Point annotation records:

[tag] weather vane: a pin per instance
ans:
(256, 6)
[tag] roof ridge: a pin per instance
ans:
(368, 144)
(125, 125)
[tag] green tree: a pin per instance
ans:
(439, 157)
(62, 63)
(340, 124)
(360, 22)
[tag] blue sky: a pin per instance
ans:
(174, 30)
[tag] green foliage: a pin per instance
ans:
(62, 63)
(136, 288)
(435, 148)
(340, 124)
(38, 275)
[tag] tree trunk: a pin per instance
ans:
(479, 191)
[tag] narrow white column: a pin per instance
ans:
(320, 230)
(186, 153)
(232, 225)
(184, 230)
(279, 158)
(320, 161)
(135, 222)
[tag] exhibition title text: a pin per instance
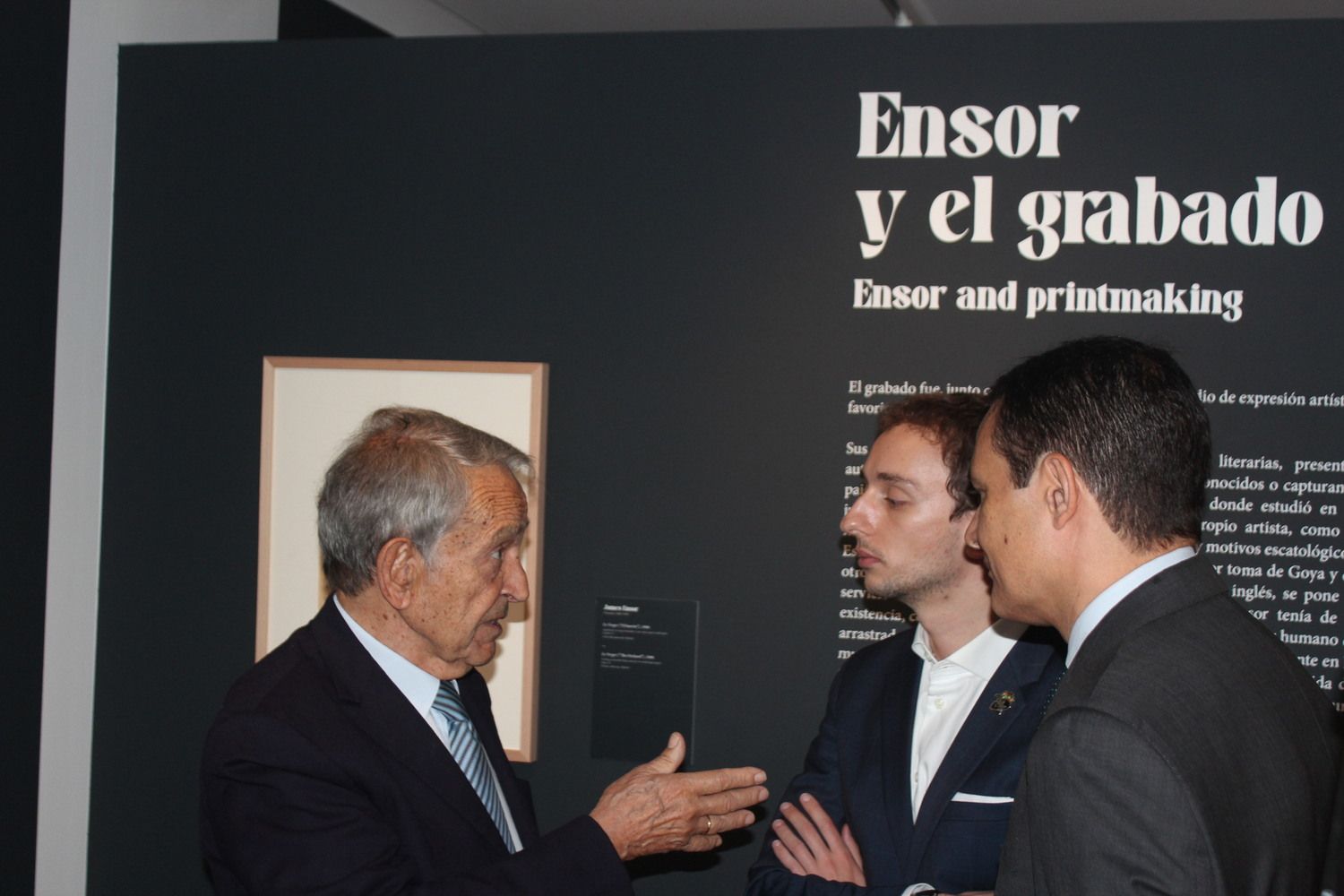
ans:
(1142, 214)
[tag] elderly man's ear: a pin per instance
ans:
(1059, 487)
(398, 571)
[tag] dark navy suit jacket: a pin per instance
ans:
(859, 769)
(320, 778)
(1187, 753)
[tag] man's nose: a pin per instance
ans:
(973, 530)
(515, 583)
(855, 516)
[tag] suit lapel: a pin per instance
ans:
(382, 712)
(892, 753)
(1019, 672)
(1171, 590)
--
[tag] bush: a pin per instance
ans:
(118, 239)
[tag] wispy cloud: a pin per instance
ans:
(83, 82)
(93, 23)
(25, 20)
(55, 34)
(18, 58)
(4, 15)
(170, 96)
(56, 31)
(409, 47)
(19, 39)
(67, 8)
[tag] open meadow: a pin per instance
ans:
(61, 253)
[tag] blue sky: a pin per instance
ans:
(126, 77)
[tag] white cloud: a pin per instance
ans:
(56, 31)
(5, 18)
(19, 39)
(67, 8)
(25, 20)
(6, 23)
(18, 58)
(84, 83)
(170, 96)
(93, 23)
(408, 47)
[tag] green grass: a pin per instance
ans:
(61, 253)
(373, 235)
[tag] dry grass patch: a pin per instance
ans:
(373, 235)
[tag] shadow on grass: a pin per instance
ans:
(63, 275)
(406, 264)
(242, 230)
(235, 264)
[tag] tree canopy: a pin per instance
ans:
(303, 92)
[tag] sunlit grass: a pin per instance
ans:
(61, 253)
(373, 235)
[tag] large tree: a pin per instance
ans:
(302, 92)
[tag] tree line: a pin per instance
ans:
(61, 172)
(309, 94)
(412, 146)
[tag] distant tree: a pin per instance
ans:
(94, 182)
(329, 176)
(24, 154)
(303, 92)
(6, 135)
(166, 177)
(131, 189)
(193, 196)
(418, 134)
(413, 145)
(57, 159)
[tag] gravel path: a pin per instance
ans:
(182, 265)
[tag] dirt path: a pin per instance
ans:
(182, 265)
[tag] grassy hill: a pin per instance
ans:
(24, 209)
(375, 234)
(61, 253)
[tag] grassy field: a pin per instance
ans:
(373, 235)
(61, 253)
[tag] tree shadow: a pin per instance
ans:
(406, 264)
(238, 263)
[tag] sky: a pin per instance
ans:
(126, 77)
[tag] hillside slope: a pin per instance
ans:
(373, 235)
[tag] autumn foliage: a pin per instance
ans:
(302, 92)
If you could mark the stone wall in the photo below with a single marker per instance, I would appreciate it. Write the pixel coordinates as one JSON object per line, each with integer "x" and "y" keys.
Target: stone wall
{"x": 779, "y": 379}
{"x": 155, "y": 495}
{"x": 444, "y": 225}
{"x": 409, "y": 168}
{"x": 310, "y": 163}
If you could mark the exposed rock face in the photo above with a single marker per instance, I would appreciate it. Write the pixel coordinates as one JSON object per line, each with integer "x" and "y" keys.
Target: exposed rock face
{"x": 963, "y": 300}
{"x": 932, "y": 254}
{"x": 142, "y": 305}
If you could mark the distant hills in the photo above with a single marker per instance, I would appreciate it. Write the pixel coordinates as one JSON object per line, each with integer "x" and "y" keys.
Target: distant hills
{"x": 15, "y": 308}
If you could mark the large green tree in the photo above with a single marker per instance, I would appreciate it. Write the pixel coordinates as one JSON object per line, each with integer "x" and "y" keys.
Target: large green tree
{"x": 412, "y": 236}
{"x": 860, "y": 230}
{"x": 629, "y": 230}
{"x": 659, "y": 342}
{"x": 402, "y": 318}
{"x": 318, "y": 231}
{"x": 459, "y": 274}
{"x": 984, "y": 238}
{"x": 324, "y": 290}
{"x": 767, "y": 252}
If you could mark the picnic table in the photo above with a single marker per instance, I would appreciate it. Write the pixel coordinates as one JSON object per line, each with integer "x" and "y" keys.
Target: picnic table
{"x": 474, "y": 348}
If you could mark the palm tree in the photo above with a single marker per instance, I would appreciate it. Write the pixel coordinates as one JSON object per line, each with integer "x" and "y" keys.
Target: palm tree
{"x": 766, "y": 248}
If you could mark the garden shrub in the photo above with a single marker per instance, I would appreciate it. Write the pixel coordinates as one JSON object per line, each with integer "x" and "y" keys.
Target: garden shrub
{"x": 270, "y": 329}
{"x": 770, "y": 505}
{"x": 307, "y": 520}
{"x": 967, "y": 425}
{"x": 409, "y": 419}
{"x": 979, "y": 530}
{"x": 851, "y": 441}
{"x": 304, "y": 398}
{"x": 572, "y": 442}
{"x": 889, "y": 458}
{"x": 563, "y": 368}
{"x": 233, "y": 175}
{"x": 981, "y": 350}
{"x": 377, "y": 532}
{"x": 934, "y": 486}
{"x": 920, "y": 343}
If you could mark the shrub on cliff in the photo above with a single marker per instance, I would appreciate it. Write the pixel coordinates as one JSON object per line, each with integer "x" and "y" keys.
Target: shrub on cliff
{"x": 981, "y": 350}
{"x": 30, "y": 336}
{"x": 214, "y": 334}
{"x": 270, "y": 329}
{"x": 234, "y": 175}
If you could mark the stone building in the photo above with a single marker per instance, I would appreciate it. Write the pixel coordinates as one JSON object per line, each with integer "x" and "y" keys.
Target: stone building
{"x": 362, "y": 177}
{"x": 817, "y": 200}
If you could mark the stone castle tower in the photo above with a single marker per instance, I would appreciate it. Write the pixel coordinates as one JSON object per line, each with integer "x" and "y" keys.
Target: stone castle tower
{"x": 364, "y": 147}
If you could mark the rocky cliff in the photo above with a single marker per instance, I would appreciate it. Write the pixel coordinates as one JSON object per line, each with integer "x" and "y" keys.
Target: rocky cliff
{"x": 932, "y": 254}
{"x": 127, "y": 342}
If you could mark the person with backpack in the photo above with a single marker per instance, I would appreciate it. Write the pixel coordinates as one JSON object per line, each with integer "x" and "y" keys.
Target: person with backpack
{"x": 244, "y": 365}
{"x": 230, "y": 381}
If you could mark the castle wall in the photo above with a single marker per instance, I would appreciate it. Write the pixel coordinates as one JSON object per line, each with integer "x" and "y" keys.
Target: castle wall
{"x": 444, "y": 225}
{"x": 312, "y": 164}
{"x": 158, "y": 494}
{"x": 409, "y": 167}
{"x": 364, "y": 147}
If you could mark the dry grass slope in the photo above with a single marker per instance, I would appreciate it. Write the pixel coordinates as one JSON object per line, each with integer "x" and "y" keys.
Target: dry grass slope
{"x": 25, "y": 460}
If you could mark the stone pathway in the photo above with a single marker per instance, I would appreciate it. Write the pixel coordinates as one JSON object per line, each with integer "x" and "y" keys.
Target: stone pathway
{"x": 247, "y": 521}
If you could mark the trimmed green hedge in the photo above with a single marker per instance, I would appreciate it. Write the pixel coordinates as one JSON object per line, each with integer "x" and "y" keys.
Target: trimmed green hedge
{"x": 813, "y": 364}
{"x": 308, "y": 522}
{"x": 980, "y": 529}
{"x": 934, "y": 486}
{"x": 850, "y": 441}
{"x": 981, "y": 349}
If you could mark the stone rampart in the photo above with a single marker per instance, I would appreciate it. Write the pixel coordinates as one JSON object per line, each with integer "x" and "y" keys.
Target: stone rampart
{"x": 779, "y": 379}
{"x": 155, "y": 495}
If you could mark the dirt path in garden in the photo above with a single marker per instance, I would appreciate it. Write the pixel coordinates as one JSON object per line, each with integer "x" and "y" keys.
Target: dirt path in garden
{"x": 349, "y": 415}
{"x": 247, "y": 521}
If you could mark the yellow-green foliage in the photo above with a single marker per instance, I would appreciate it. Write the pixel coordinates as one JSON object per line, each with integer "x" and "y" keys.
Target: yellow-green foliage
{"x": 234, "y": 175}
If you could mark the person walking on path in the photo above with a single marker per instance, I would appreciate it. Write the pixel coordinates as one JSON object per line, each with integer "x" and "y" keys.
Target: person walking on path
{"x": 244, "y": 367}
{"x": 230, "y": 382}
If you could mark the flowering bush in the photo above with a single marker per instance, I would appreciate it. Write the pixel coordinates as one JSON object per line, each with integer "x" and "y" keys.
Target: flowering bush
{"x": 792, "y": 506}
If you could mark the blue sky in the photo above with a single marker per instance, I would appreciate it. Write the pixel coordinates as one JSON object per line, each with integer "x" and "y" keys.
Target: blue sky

■ To be done ■
Could you update the entries from the line with "[tag] elderly man's ear: a pin per instance" up to and including the line with "(1171, 590)" so that "man's" becomes "person's" and everything else stays unchanged?

■ Exercise output ■
[tag] elderly person's ear: a pin per instance
ans:
(1059, 487)
(398, 571)
[tag] dark navy suit jacket: a pin per instance
ans:
(859, 769)
(320, 778)
(1187, 753)
[tag] person's nose: a pin per instance
ans:
(973, 530)
(515, 583)
(855, 516)
[tag] suit lapel: a pin per instance
ans:
(382, 712)
(892, 753)
(1019, 672)
(1171, 590)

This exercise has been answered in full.